Pick out every line in the data that contains the word "wall", matching case exactly, and copy each one in full.

** start of Extracted information **

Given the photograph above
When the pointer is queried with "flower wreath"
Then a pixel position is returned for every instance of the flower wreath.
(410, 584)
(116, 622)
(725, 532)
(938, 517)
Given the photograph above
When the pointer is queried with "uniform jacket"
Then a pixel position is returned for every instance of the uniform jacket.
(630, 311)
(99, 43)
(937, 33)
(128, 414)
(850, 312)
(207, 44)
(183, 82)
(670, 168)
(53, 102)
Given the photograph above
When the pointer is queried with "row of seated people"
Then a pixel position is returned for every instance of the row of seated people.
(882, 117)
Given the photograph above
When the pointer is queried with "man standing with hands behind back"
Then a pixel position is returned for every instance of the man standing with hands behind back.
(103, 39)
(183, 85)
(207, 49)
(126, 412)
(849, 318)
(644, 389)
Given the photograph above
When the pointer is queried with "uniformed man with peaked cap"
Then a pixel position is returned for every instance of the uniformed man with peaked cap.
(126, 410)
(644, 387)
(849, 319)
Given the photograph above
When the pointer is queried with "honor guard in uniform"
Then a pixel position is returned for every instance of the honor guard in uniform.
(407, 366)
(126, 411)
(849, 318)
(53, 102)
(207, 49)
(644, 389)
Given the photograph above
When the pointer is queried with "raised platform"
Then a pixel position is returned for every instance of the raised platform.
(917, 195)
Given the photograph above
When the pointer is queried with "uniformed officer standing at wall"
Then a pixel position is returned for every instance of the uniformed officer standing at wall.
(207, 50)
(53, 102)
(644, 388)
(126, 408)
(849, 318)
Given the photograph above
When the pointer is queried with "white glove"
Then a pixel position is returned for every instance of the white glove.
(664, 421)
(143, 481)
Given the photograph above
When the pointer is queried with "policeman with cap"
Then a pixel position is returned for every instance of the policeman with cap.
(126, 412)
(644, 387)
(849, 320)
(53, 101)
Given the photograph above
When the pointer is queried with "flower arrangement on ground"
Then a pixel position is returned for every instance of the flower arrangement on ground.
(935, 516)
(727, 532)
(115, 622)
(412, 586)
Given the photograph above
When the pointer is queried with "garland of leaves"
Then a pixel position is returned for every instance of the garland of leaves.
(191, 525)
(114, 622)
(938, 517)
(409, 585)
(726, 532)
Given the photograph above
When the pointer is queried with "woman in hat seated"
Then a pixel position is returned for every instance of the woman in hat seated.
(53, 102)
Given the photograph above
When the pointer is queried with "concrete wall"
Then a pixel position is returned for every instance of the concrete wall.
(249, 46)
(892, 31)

** end of Extracted information **

▶ _Answer in full_
When the pointer is queried with "uniformed officer standing at wall"
Then a pixel position is returned for every instance of the uniformed officer standing at wall.
When the pointer is queried with "concrete wall"
Then a pixel position is returned for every instance of the concrete wall.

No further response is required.